ЗАДАНИЕ:
Переведите на английский язык предложение из отрывка о спектакле: «Девушка в свадебном платье входит в номер отеля, держа у лица окровавленный платок».

ЦИТИРУЕМЫЙ ОТРЫВОК:
# # # #

Обрамлявшая в 2016-м спектакль сюжетная рамка, в которой, переступив порог комнаты, героиня засыпала на широкой кровати и в ней же просыпалась, вдоволь насмотревшись метерлинковских снов, теперь укреплена новыми подробностями. Девушка в свадебном платье входит в номер отеля, держа у лица окровавленный платок. Отбросив его, она идет в соседнее помещение с раковиной и туалетом и вполне натуралистично использует тест на беременность. Спустя несколько минут заторможено возвращается в спальню, не отрывая взгляда от теста-полоски. Накатившее на нее забытье оказывается немилосердным: вместо картины на стене в комнату прорастает могучее дерево, из половиц пробивается трава, а саму героиню, покинувшую островок кровати, две суровые служанки в черном переодевают в облегающее красное платье (художница по костюмам Хлоя Лэмфорд), кантуя на полу, как безжизненный манекен. Дальше – больше: у Мелизанды появляется двойник, причем внуки Аркеля – Голо и Пеллеас (Хью Монтегю Рендалл) – двойничества не осознают и женщин, как и вся семья, не различают.

В спектакле, помимо спальни и гостиной с обеденным столом, немало мест действия (сценография Лиззи Клачан). Они бесшумно сменяют одно другое – вплоть до заброшенного пустого бассейна, где очередное дерево проломило стеклянную стену, и узкой, уводящей в никуда железной винтовой лестницы. Последняя напоминает о не менее мрачной постановке Кэти Митчелл – «Написано на коже» Джорджа Бенджамина. Автором либретто обеих опер выступил британский драматург Мартин Кримп, давно сотрудничающий с Митчелл.

Вся мужская часть семьи имеет виды на Мелизанд: то первая, то вторая ходит по дому беременной или носит на руках младенца. Сын же Голо, маленький Иньольд, прекращен в тинейджерку (Эмма Фекете), которой явно уготована та же участь, что и Мелизандам – быть исключительно объектом мужского желания. Грубо впившийся в губы девочки-подростка отец – предвестник будущего.

# # # #

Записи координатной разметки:

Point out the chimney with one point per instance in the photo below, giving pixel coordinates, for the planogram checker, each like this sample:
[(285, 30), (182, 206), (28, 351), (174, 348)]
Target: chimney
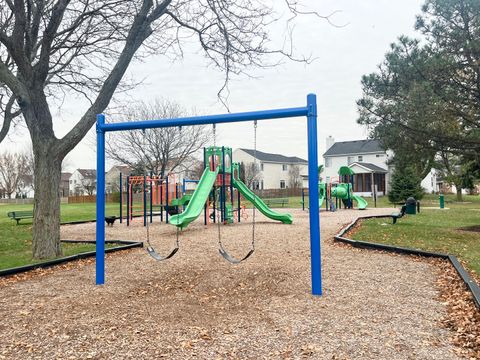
[(329, 142)]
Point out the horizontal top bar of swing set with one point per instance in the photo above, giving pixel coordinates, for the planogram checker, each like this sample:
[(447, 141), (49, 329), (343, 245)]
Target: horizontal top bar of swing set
[(202, 120)]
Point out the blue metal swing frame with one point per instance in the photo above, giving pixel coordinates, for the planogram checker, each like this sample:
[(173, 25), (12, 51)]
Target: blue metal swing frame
[(309, 111)]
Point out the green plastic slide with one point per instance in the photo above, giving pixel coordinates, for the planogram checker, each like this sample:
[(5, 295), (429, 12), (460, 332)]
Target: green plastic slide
[(361, 202), (199, 197), (260, 205)]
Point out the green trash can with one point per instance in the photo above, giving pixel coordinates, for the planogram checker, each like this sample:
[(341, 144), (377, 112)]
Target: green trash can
[(442, 201), (411, 204)]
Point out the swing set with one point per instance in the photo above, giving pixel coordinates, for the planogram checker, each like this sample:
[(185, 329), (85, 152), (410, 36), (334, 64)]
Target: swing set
[(309, 111)]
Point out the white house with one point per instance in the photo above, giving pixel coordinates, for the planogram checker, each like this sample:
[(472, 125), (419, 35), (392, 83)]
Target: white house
[(275, 169), (83, 182), (112, 178), (369, 162)]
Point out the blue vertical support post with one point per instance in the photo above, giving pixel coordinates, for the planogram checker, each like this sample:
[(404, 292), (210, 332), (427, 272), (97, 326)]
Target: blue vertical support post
[(208, 198), (224, 191), (315, 250), (166, 199), (144, 200), (231, 184), (238, 205), (100, 225), (303, 199), (151, 196), (214, 189), (128, 200), (121, 198), (161, 200)]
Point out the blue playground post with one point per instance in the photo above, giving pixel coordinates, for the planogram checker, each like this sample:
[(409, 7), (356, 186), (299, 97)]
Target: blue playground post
[(309, 111), (315, 251), (144, 200), (151, 196), (128, 200), (121, 196), (100, 225)]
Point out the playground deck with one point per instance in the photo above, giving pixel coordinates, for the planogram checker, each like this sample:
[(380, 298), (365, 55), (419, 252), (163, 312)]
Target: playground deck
[(375, 306)]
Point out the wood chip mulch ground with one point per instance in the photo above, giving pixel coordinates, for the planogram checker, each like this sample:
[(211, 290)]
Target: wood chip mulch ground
[(375, 305), (463, 317)]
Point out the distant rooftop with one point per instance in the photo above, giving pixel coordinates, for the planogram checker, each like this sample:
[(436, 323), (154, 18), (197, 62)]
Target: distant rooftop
[(88, 173), (276, 158), (354, 147)]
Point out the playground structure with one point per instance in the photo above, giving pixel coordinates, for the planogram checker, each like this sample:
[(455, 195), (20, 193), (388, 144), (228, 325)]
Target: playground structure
[(309, 111), (219, 190), (341, 189), (159, 197)]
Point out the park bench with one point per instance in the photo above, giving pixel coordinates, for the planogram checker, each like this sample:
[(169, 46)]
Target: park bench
[(19, 215), (396, 216), (278, 201)]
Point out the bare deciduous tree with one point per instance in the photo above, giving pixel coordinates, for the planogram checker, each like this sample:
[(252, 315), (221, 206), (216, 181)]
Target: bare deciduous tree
[(13, 171), (157, 150), (88, 186), (50, 49), (294, 177)]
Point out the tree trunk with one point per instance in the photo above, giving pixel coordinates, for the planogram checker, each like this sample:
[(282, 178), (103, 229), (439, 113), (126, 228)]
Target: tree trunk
[(459, 193), (46, 222)]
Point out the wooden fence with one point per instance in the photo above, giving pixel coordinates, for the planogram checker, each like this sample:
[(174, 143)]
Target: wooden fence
[(82, 199), (111, 198)]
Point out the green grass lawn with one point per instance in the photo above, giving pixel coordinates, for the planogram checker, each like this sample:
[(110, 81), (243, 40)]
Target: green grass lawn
[(16, 241), (432, 230)]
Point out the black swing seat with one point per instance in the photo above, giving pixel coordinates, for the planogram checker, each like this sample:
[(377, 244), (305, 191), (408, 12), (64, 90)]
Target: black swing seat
[(151, 251), (230, 258)]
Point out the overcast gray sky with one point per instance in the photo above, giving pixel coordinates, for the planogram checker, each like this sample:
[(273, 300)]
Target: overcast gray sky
[(342, 55)]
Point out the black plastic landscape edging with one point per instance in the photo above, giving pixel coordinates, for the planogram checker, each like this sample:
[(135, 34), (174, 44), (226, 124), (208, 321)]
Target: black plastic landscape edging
[(124, 246), (471, 284)]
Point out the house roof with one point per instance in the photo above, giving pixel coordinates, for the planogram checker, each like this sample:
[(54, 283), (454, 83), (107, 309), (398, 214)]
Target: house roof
[(66, 176), (370, 167), (88, 173), (124, 169), (354, 147), (276, 158)]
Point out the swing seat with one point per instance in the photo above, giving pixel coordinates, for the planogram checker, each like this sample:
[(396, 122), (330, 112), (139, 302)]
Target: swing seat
[(230, 258), (151, 251)]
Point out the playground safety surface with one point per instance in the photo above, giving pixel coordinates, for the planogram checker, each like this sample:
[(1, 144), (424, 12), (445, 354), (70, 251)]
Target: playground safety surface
[(196, 305)]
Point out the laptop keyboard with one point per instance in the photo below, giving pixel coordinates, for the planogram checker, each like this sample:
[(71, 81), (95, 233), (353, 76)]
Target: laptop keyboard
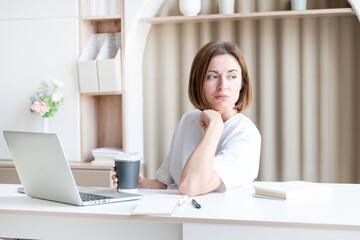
[(86, 197)]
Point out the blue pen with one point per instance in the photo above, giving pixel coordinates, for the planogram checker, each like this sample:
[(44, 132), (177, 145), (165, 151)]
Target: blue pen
[(195, 203)]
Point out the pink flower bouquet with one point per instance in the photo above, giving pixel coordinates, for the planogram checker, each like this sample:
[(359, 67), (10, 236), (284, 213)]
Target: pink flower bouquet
[(47, 99)]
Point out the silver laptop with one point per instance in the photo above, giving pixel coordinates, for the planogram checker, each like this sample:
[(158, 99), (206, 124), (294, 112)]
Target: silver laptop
[(44, 171)]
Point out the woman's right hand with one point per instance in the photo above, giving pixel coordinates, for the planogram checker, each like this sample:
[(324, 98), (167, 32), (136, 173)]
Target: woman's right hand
[(143, 182)]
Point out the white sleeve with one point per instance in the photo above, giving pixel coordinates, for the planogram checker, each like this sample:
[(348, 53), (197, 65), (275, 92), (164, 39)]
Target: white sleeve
[(163, 173), (237, 163)]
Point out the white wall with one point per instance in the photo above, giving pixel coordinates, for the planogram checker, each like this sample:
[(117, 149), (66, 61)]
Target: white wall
[(39, 41)]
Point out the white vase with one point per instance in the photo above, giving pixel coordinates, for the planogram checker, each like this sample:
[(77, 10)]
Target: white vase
[(226, 6), (190, 7), (298, 5), (45, 125)]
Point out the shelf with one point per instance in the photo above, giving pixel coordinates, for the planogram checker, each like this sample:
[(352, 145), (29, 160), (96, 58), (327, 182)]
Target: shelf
[(101, 18), (101, 93), (74, 165), (331, 12)]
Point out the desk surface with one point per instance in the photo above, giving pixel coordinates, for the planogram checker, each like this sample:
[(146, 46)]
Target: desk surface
[(341, 209)]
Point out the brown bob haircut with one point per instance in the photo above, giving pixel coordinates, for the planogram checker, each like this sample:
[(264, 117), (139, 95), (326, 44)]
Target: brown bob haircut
[(199, 69)]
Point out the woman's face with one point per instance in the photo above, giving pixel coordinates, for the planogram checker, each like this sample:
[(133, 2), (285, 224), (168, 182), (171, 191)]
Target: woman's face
[(223, 83)]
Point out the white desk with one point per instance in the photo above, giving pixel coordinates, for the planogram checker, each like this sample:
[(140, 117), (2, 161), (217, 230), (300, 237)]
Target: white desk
[(233, 215)]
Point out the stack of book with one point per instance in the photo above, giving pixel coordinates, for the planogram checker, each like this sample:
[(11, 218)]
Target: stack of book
[(290, 189), (105, 156)]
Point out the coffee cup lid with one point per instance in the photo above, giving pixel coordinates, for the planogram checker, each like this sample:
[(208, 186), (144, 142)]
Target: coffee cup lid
[(128, 156)]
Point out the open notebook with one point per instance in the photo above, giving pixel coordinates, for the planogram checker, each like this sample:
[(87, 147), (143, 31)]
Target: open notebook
[(159, 204)]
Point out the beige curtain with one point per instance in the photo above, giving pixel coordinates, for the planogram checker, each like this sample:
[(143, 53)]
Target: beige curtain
[(305, 74)]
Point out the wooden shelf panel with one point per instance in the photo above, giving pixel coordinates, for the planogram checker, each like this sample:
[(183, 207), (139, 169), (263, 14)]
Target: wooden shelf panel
[(102, 18), (331, 12), (101, 93)]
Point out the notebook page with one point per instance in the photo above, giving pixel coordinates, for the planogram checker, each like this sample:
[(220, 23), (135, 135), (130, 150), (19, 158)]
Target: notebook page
[(158, 204)]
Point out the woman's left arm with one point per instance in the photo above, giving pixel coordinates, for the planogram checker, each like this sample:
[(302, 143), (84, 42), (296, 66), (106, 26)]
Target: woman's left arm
[(198, 176)]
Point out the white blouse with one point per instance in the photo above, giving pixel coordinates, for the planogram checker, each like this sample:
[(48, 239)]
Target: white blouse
[(236, 158)]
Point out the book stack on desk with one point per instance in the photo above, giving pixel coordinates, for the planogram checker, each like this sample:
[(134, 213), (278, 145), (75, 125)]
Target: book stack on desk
[(290, 190), (105, 156)]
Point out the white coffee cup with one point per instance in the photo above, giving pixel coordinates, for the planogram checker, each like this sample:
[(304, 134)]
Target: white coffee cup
[(298, 5), (190, 7), (226, 6)]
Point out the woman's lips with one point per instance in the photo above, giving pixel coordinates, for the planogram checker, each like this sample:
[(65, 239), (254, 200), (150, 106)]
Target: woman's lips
[(221, 96)]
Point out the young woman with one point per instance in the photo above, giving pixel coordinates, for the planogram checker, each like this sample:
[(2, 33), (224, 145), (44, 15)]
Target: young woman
[(214, 147)]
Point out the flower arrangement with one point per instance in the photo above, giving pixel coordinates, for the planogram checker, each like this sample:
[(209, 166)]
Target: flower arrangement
[(48, 98)]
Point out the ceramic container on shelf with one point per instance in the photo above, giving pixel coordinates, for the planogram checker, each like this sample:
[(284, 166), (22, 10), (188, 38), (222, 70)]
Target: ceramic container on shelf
[(45, 124), (298, 5), (226, 6), (190, 7)]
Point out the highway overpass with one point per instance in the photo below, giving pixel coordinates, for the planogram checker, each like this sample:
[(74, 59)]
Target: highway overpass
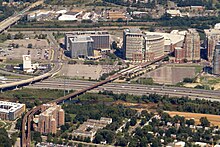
[(136, 89), (5, 24)]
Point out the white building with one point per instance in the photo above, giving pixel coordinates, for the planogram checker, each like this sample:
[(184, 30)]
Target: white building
[(72, 16), (174, 13), (27, 63), (10, 110)]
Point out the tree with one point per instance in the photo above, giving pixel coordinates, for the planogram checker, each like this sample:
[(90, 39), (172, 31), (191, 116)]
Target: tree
[(98, 138), (18, 124), (29, 45), (36, 136), (4, 139), (133, 121), (190, 122), (204, 122), (67, 117), (143, 121), (121, 141), (9, 36)]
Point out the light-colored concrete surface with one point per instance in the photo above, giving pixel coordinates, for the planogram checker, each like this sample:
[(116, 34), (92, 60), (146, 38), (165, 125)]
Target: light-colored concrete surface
[(39, 50), (171, 75), (82, 71)]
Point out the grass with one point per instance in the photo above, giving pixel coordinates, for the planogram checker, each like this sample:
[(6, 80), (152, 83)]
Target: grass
[(210, 80), (70, 2), (214, 119), (27, 93)]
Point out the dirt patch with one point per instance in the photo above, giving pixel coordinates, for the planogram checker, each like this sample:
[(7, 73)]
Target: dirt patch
[(214, 119)]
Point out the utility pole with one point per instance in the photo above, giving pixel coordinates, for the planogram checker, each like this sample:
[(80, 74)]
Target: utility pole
[(64, 86)]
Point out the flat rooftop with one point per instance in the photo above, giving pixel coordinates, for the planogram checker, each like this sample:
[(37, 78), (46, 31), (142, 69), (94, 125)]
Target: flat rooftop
[(7, 107), (133, 30), (82, 38)]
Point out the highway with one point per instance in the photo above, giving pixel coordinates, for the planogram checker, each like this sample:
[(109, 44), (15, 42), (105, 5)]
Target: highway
[(136, 89), (5, 24)]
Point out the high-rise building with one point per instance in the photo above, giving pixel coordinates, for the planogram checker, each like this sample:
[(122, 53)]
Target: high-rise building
[(133, 44), (153, 47), (212, 38), (27, 63), (139, 46), (192, 45), (10, 110), (81, 46), (216, 60), (52, 117), (179, 53)]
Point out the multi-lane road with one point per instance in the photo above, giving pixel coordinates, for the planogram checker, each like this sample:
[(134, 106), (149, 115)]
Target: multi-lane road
[(136, 89), (16, 17)]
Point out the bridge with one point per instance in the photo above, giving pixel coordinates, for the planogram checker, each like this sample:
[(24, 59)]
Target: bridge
[(7, 23), (25, 132)]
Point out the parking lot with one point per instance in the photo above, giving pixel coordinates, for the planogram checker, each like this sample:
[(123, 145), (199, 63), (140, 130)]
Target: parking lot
[(14, 49)]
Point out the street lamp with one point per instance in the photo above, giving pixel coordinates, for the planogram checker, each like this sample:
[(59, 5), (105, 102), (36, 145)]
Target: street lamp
[(64, 85)]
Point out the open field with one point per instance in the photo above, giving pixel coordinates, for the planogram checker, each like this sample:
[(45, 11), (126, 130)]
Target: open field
[(214, 119), (171, 74), (26, 93), (39, 50)]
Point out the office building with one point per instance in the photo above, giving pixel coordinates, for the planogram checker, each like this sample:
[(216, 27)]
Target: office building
[(133, 44), (50, 119), (192, 45), (154, 47), (101, 38), (216, 60), (179, 53), (90, 127), (81, 47), (27, 63), (212, 38), (142, 46), (10, 110), (171, 40)]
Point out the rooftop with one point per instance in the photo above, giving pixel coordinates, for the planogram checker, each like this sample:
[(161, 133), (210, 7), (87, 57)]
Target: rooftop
[(133, 30), (82, 38), (7, 107)]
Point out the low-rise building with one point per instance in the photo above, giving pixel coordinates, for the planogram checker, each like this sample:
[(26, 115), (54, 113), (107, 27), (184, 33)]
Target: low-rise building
[(50, 119), (89, 128), (216, 60), (81, 46)]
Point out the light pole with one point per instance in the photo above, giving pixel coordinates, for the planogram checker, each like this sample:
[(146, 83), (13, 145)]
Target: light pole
[(64, 85)]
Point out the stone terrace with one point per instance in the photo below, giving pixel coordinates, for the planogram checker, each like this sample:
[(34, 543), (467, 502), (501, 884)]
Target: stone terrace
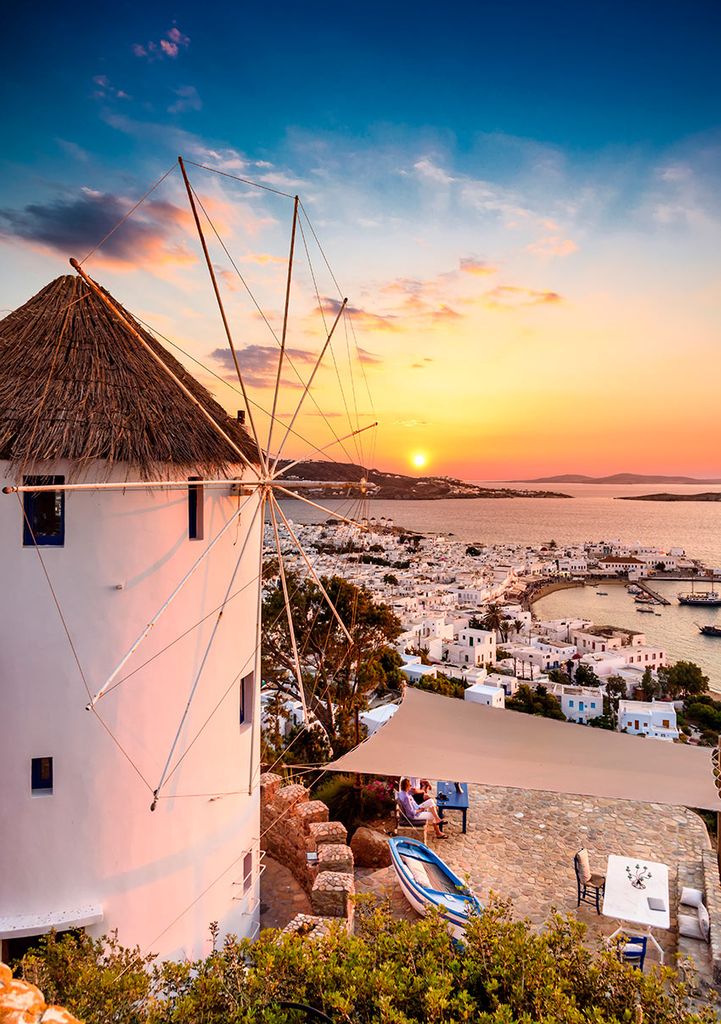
[(520, 845)]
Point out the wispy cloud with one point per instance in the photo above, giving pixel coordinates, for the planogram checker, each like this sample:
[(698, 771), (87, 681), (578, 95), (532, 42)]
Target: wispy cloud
[(74, 224), (363, 317), (73, 150), (513, 297), (468, 264), (169, 45), (187, 99), (104, 89), (259, 364), (553, 245)]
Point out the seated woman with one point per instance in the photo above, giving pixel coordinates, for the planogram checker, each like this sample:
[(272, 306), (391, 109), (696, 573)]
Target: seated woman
[(427, 811)]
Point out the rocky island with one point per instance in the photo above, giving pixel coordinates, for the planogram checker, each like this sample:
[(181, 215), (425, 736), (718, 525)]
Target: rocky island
[(396, 485), (704, 496)]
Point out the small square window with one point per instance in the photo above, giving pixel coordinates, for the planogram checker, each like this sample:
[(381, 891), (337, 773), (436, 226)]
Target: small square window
[(248, 871), (195, 510), (246, 698), (41, 776), (44, 513)]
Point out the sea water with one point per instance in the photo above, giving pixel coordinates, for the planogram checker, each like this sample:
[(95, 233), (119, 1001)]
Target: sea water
[(592, 514)]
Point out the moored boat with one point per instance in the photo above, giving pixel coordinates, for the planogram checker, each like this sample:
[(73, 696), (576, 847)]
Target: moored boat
[(710, 631), (707, 598), (428, 882)]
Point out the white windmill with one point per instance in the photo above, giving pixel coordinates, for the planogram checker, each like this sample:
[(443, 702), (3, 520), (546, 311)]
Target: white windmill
[(131, 540)]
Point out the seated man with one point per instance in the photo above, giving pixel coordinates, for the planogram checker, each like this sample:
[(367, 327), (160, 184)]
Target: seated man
[(427, 811)]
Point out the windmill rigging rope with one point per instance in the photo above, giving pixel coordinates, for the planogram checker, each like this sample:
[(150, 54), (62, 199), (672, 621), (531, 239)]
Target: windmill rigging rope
[(76, 656), (130, 212), (288, 357)]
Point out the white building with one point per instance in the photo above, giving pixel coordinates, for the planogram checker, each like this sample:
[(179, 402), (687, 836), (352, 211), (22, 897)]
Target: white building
[(648, 718), (414, 670), (81, 845), (374, 718), (493, 696)]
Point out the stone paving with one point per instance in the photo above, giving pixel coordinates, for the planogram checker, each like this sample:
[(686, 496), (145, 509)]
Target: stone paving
[(520, 845)]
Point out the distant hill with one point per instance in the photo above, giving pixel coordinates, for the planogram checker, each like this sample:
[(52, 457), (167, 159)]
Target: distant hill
[(616, 478), (395, 485)]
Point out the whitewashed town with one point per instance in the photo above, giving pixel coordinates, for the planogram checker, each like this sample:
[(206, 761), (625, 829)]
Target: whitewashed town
[(466, 614)]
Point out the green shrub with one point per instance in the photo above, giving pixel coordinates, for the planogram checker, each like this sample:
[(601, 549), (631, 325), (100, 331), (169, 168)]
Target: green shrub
[(351, 805), (388, 972)]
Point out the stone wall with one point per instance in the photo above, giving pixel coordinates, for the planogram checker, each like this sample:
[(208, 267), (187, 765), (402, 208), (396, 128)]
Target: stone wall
[(292, 826), (712, 890)]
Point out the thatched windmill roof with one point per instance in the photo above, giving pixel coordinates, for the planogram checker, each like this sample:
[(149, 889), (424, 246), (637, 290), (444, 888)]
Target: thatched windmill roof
[(75, 384)]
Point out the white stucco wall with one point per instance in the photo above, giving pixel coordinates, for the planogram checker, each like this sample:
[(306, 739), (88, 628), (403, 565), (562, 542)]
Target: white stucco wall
[(94, 840)]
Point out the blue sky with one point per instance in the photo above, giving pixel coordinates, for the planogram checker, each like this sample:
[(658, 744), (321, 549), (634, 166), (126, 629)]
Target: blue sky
[(562, 157)]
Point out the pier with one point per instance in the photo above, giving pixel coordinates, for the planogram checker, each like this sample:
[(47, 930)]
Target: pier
[(651, 593)]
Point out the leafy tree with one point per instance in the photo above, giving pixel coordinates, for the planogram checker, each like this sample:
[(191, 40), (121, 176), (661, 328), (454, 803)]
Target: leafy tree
[(442, 685), (616, 691), (682, 679), (394, 972), (585, 676), (337, 676), (650, 687), (538, 701)]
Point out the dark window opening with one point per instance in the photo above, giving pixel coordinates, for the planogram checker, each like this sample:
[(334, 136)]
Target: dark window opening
[(44, 518), (247, 698), (195, 510), (41, 775)]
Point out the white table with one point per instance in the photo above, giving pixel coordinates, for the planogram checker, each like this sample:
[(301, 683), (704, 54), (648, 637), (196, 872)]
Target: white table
[(625, 902)]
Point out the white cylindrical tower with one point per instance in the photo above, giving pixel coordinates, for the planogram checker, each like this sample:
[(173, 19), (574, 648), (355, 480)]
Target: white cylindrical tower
[(84, 572)]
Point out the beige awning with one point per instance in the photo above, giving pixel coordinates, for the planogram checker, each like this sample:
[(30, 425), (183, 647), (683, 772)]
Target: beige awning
[(442, 737)]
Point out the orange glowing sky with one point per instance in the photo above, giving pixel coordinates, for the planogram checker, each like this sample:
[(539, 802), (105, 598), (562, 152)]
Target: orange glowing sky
[(521, 302)]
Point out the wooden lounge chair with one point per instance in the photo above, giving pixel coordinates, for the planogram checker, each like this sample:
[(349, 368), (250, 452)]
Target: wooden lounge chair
[(405, 823), (590, 887)]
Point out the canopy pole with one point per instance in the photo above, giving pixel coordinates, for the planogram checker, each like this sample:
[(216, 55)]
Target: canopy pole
[(219, 301), (285, 321), (307, 386), (166, 369)]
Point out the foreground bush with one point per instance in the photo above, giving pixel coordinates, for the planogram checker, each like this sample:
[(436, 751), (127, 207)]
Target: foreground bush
[(388, 973)]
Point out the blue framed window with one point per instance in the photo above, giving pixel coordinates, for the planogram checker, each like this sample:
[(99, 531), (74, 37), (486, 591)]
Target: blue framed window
[(44, 513), (195, 509), (41, 776), (246, 698)]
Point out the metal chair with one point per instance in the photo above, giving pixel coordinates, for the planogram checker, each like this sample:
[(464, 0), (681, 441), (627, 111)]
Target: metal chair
[(634, 951), (590, 887)]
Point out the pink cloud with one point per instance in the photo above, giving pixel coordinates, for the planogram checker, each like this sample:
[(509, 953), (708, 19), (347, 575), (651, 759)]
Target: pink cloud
[(168, 46), (553, 245), (477, 266)]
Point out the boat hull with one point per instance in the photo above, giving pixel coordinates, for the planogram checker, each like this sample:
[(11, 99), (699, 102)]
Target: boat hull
[(455, 906)]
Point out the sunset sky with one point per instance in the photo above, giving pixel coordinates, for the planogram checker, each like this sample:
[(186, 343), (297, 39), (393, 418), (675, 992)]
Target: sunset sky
[(521, 202)]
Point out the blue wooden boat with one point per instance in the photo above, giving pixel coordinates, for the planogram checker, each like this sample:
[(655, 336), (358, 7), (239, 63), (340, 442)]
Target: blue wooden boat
[(428, 882)]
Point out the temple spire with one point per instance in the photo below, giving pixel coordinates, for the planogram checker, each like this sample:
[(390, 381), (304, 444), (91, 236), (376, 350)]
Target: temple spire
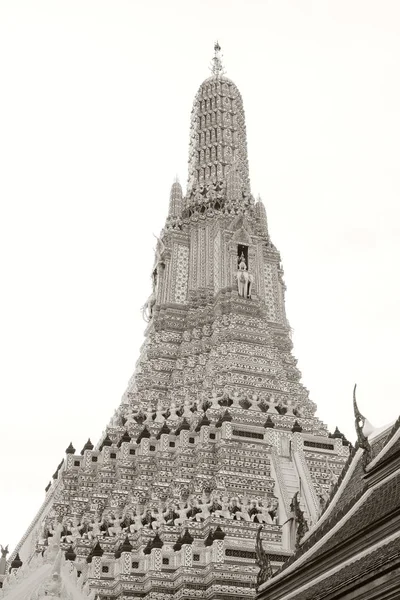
[(217, 67)]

# # # #

ПРАВИЛЬНЫЙ ОТВЕТ:
A girl in a wedding dress enters a hotel room, holding a bloodstained handkerchief to her face.